• [Problems to solve]:
• A. According to the opening post of the forum thread on MAC Shale versus Quarry, how do the two shades differ?
• B. Write the next part of the forum thread comparing MAC Shale and Quarry, picking up right after its final line.

• [Document segment]:
** START **

# MAC Shale vs. MAC Quarry: if you could get only one++



## Stage Kitten (Apr 14, 2009)

which would you choose?  I know that Shale has some shimmer and Quarry does not...but besides that, they look pretty similar in the pot.


----------



## moopoint (Apr 14, 2009)

*Re: Shale vs. Quarry: if you could get only one++*

SHALE!!

Shows up much better. Quarry is an ok crease color, but Shale is more versatile.


----------



## Rancas (Apr 14, 2009)

*Re: Shale vs. Quarry: if you could get only one++*

Shale. 

Quarry is very blah on me, I don't like it at all.


----------



## SpringDancer (Apr 14, 2009)

*Re: Shale vs. Quarry: if you could get only one++*

Shale would be my choice. One of the most beautiful and versatile eyeshadows, IMO. Quarry is sort of boring.


----------



## xxManBeaterxx (Apr 14, 2009)

*Re: Shale vs. Quarry: if you could get only one++*

Shale all the way.  Quarry is yuck..


----------



## Exotica (Apr 14, 2009)

** END **

• [Dataset excerpt]:
** START **

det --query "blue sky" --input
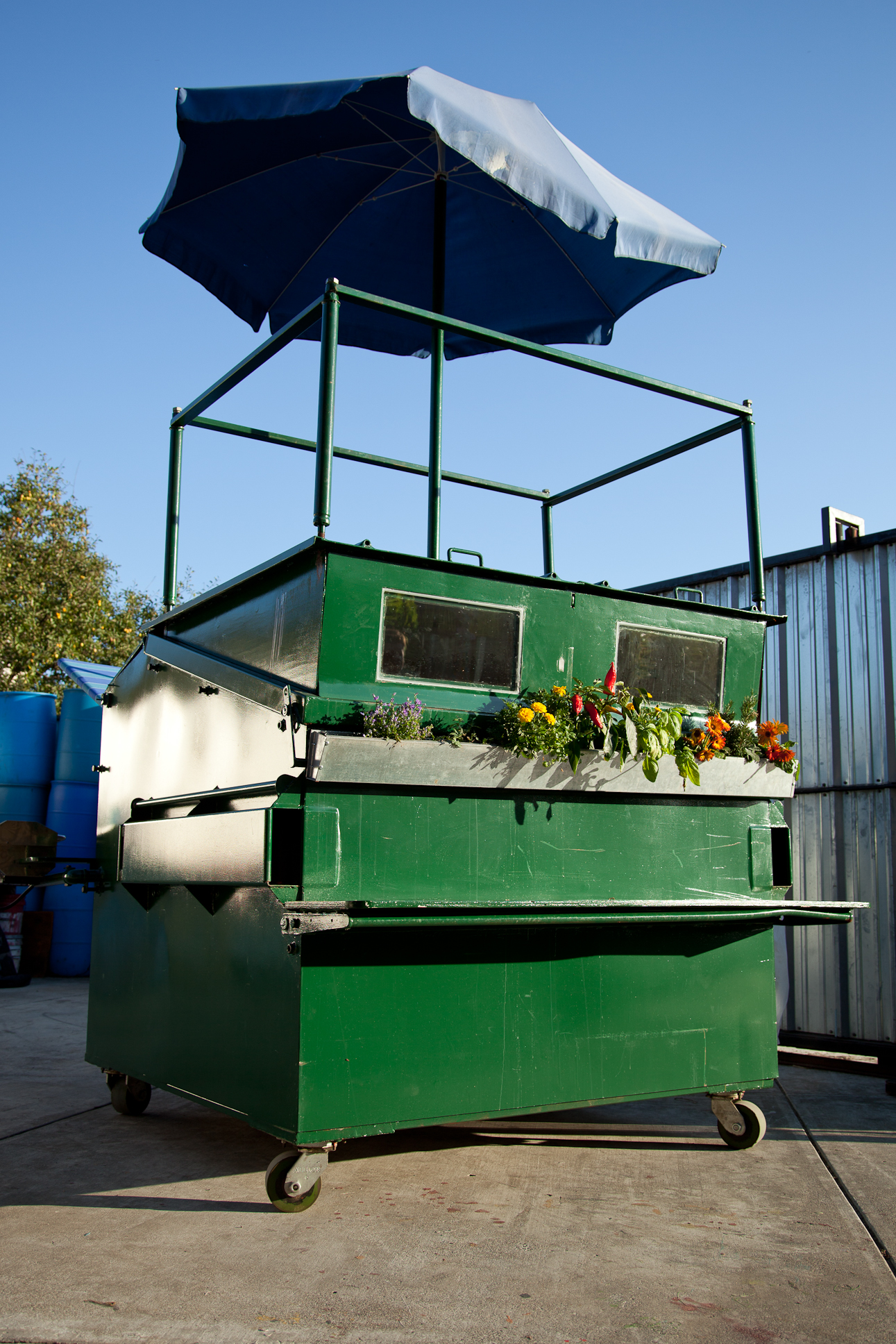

** END **

• [Set of answers]:
• A. Shale has some shimmer and Quarry does not.

• B.
*Re: Shale vs. Quarry: if you could get only one++*

shale definately!


----------



## User38 (Apr 14, 2009)

*Re: Shale vs. Quarry: if you could get only one++*

Shale.. definitely is much prettier and versatile


----------



## Stage Kitten (Apr 14, 2009)

*Re: Shale vs. Quarry: if you could get only one++*

Shale it is...thanks for the help, everyone!


----------



## lushious_lips (Apr 14, 2009)

*Re: Shale vs. Quarry: if you could get only one++*

Shale is a versatile color.


----------



## purrtykitty (Apr 14, 2009)

*Re: Shale vs. Quarry: if you could get only one++*

Shale and Quarry are verrry different colorwise.  Shale is much more pigmented and a gorgeous toned-down plum.  Quarry is matte and much more brown with a hint of pinky-purple.  Both are great for achieving different looks, but I prefer Shale.


----------



## Twinkle_Twinkle (Apr 15, 2009)

*Re: Shale vs. Quarry: if you could get only one++*

Shale.  It's so pretty.


----------



## dominichulinda (Apr 18, 2009)

*Re: Shale vs. Quarry: if you could get only one++*







2nd row, 3rd eyeshadow (quarry)..I wish I knew about "shale"


----------



## foxyqt (Apr 20, 2009)

*Re: Shale vs. Quarry: if you could get only one++*

Shale for me too! I like both, but as others have said, Shale is much more versatile.. I use Quarry as a crease color only..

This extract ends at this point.